[Stored data entries]
########
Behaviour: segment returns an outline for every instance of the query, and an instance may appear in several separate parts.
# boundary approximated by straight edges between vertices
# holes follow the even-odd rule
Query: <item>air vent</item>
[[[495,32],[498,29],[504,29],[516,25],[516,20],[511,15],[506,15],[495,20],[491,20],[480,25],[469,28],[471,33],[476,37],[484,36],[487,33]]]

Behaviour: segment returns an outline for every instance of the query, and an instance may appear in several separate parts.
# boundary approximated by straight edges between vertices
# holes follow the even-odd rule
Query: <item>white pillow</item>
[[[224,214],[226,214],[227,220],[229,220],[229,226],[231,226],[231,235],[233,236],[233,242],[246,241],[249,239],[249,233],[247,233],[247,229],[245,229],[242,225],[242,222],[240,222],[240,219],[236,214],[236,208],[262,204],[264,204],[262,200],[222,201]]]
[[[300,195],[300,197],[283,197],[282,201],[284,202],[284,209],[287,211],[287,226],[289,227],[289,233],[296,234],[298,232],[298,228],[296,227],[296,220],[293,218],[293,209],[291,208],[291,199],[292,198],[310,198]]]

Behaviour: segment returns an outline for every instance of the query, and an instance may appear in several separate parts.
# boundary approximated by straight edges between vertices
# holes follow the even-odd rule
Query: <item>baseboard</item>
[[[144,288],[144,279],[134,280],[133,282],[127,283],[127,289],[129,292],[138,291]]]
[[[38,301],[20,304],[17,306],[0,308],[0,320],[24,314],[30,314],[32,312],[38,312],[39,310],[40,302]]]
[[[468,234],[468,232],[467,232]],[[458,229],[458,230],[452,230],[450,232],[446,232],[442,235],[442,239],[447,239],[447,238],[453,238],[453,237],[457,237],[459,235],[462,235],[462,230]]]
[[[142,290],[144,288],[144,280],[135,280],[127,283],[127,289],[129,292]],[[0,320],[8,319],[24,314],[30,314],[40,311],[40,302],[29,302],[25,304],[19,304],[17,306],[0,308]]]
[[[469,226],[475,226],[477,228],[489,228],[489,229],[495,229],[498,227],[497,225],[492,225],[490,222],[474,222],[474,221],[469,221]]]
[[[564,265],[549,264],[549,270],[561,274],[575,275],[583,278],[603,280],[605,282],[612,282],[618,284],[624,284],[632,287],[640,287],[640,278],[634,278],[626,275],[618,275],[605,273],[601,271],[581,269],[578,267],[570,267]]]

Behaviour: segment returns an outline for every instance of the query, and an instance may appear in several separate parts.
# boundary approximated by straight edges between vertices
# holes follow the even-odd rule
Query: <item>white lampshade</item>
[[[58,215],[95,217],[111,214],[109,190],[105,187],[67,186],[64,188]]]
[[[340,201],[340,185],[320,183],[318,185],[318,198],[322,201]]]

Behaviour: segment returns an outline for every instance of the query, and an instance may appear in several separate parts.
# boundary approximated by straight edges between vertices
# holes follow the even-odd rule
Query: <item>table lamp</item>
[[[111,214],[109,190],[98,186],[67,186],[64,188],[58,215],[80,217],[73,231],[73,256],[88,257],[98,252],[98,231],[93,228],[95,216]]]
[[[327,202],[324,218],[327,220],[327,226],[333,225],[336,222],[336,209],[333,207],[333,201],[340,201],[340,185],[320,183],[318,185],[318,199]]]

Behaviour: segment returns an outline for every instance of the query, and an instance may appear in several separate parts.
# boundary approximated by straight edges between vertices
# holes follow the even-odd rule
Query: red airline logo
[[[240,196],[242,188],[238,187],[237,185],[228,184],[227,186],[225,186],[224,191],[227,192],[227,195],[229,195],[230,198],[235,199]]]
########
TASK REQUIREMENTS >> All records shown above are to be reproduced without any alteration.

SOLUTION FOR THIS EXERCISE >>
Behaviour: segment returns an outline for every instance of the query, and an instance may appear in several separate parts.
# boundary approximated by straight edges between vertices
# holes follow the even-odd rule
Query: <item>air vent</item>
[[[495,32],[498,29],[504,29],[516,25],[516,20],[511,15],[506,15],[495,20],[491,20],[480,25],[469,28],[471,33],[476,37],[484,36],[487,33]]]

Behaviour: segment returns an outline for every instance of the query, and an instance may appear in several separate parts.
# boundary approximated by straight edges between vertices
# holes follow the even-odd rule
Query: <item>white pillow</item>
[[[224,214],[226,214],[227,220],[229,220],[229,226],[231,226],[231,235],[233,236],[233,242],[246,241],[249,239],[249,233],[247,233],[247,229],[245,229],[242,225],[242,222],[240,222],[240,219],[236,214],[236,208],[262,204],[264,204],[262,200],[222,201]]]
[[[300,195],[300,197],[283,197],[282,201],[284,202],[284,209],[287,211],[287,226],[289,227],[289,233],[296,234],[298,232],[298,228],[296,227],[296,220],[293,218],[293,209],[291,208],[291,199],[292,198],[310,198]]]

Behaviour: segment returns an outline for every instance of the query, and an instance may appear in several separate parts.
# boundary approximated by straight edges between vertices
# holes follow the even-odd rule
Query: <item>baseboard</item>
[[[144,288],[144,279],[134,280],[133,282],[127,283],[127,289],[129,292],[138,291]]]
[[[38,301],[20,304],[17,306],[0,308],[0,320],[24,314],[30,314],[32,312],[38,312],[39,310],[40,302]]]
[[[468,234],[468,232],[467,232]],[[458,229],[458,230],[452,230],[450,232],[446,232],[442,235],[442,239],[447,239],[447,238],[453,238],[453,237],[457,237],[459,235],[462,235],[462,230]]]
[[[142,290],[144,288],[144,280],[135,280],[127,283],[127,289],[129,292]],[[0,320],[8,319],[24,314],[30,314],[40,311],[40,302],[29,302],[25,304],[19,304],[17,306],[0,308]]]
[[[469,226],[475,226],[477,228],[489,228],[489,229],[495,229],[498,227],[497,225],[492,225],[490,222],[474,222],[474,221],[469,221]]]
[[[564,265],[549,264],[549,270],[561,274],[575,275],[583,278],[603,280],[605,282],[612,282],[618,284],[624,284],[632,287],[640,287],[640,278],[634,278],[626,275],[618,275],[605,273],[601,271],[581,269],[578,267],[570,267]]]

Behaviour: segment returns an outline for every instance of the query, and an instance may appear in several separate parts.
# boundary approximated by straight edges between vertices
# holes follow the even-odd rule
Query: <item>white lampshade</item>
[[[58,215],[95,217],[111,214],[109,190],[105,187],[67,186],[64,188]]]
[[[340,201],[340,185],[320,183],[318,185],[318,198],[322,201]]]

Behaviour: segment returns an outline for every instance of the query, and an instance may appear in several separate parts.
# boundary approximated by straight edges between vertices
# holes follow the even-odd rule
Query: <item>table lamp</item>
[[[111,214],[109,190],[98,186],[67,186],[64,188],[58,215],[80,217],[73,231],[73,256],[88,257],[98,252],[98,231],[93,228],[95,216]]]
[[[327,202],[324,218],[327,220],[327,226],[333,225],[336,222],[336,209],[333,207],[333,201],[340,201],[340,185],[320,183],[318,185],[318,199]]]

Behaviour: segment returns an outline for every instance of the query, and an instance may appear in several separate parts.
# boundary approximated by straight edges between vertices
# holes follow the even-odd rule
Query: red airline logo
[[[240,196],[242,188],[238,187],[237,185],[228,184],[227,186],[225,186],[224,191],[227,192],[227,195],[229,195],[230,198],[235,199]]]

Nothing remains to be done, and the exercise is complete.